##### The input #####

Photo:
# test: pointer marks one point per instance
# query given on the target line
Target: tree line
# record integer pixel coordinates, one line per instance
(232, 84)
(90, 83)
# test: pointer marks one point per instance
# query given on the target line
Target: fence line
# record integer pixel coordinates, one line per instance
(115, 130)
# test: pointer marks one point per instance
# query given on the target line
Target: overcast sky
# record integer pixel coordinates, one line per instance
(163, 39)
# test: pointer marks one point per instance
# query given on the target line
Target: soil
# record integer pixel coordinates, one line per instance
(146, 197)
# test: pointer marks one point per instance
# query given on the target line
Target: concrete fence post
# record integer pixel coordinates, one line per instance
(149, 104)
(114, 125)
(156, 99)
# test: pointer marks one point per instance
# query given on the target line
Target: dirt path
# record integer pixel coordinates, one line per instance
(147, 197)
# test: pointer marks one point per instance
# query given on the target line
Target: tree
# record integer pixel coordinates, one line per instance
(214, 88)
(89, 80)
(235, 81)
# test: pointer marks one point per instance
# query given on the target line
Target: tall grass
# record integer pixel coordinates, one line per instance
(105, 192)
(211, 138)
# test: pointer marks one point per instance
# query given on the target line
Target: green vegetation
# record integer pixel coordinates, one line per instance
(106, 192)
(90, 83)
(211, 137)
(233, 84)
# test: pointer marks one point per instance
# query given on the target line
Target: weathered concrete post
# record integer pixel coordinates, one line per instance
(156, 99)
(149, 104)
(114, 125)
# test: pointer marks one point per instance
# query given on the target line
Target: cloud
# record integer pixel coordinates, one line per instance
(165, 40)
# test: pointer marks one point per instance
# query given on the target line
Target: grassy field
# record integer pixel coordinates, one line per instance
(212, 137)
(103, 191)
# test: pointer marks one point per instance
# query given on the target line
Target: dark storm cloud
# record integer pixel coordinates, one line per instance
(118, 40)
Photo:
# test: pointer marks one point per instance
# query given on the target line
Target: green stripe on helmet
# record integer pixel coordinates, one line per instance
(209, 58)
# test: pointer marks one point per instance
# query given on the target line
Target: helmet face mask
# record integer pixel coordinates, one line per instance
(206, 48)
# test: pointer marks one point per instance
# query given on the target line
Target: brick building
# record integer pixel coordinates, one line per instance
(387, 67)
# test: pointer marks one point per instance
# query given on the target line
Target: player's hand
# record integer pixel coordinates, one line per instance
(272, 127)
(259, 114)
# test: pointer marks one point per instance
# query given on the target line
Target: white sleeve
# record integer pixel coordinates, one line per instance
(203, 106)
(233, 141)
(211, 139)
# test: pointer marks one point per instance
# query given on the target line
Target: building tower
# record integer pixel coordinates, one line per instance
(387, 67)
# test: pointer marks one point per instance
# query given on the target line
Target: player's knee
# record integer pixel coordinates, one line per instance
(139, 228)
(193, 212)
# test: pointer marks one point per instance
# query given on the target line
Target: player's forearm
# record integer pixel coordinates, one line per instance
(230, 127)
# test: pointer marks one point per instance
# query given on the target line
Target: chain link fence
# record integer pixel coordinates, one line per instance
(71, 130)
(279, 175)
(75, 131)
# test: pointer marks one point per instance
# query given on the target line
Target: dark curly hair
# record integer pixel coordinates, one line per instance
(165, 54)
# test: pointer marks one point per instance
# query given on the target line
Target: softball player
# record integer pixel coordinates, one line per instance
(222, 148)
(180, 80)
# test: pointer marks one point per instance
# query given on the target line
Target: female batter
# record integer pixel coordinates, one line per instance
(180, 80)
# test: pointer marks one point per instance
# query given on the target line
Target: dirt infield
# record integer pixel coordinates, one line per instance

#####

**Problem**
Give the records above again, word for word.

**Problem solution**
Photo:
# test: pointer marks one point per instance
# query given on the target line
Target: tree line
# record integer pixel coordinates, one line per instance
(232, 84)
(90, 83)
# test: pointer marks one point per instance
# query given on the target line
Target: fence line
# record integer pixel coordinates, one line per instance
(115, 130)
# test: pointer marks one point per instance
# query given on the target line
Target: overcast sky
# record integer pixel coordinates, one line per instance
(163, 39)
# test: pointer marks one point per instance
# query given on the target line
Target: soil
# record integer pixel coordinates, one line per instance
(146, 197)
# test: pointer marks one point per instance
# query given on the target line
Target: concrete fence post
# record integer pixel coordinates, one line per instance
(149, 104)
(114, 125)
(156, 99)
# test: pointer marks one point per instance
# query given on the target line
Target: dirt path
# record integer pixel coordinates, one line per instance
(147, 197)
# test: pointer marks one point per instance
# query given on the target line
Target: tree
# record integer pixel coordinates, one line per instance
(214, 88)
(89, 80)
(235, 81)
# test: pointer marks one point per instance
# query given on the target line
Target: tall grass
# record integer pixel coordinates, one line per instance
(105, 192)
(211, 138)
# test: pointer marks one point per instance
# query given on the target line
Target: green vegetation
# record integer pixel coordinates, one line per instance
(106, 192)
(90, 83)
(211, 137)
(233, 84)
# test: pointer marks one point per instance
# query given on the target line
Target: weathered concrete post
# record integer pixel coordinates, one line per instance
(156, 99)
(149, 104)
(114, 125)
# test: pointer marks one point per instance
# query given on the target line
Target: cloud
# record integer pixel coordinates, one line per instance
(165, 40)
# test: pointer marks one point per instance
# query given on the target line
Target: grassy field
# record integer pixel coordinates, one line per instance
(212, 137)
(103, 191)
# test: pointer marks one point per instance
# query given on the target line
Target: dark storm cloud
# record integer pixel coordinates, one line per instance
(118, 40)
Photo:
# test: pointer marks one point per instance
# query given on the target line
Target: green stripe on helmet
# record integer pixel coordinates, one line per instance
(209, 58)
# test: pointer marks one point per instance
# query given on the target line
Target: helmet face mask
# record integer pixel coordinates, one line per instance
(206, 48)
# test: pointer marks one point per instance
# query given on the target line
Target: brick building
# record integer pixel coordinates, one line per instance
(387, 67)
# test: pointer marks one point per instance
# query given on the target line
Target: player's hand
# record integer pixel coordinates, one line per instance
(272, 127)
(259, 114)
# test: pointer marks one point per instance
# query given on the target line
Target: white sleeve
# record integer pixel coordinates, one line per instance
(203, 106)
(233, 141)
(211, 139)
# test: pointer marks one point per instance
# query given on the target line
Target: building tower
# record integer pixel coordinates, one line per instance
(387, 67)
# test: pointer marks one point per instance
# query given on the target line
Target: player's knee
# record integer pixel coordinates, one line per instance
(139, 228)
(193, 212)
# test: pointer marks one point per instance
# query given on the target line
Target: player's forearm
# record integer pixel coordinates, one line per instance
(230, 127)
# test: pointer marks one point per instance
# query given on the target line
Target: chain link fence
# record integer pixel coordinates, one line per instance
(71, 130)
(279, 175)
(75, 131)
# test: pointer marks one point per instance
# query given on the target line
Target: dark curly hair
# record integer pixel coordinates, one line per instance
(165, 54)
# test: pointer marks one point per instance
# query given on the target line
Target: softball player
# record integer pixel coordinates, one line per instance
(222, 148)
(180, 80)
# test: pointer marks one point per instance
# query given on the target line
Target: female batter
# record integer pixel coordinates, one line per instance
(180, 80)
# test: pointer marks one point per instance
# query given on the target line
Target: dirt infield
# record integer pixel coordinates, one line per instance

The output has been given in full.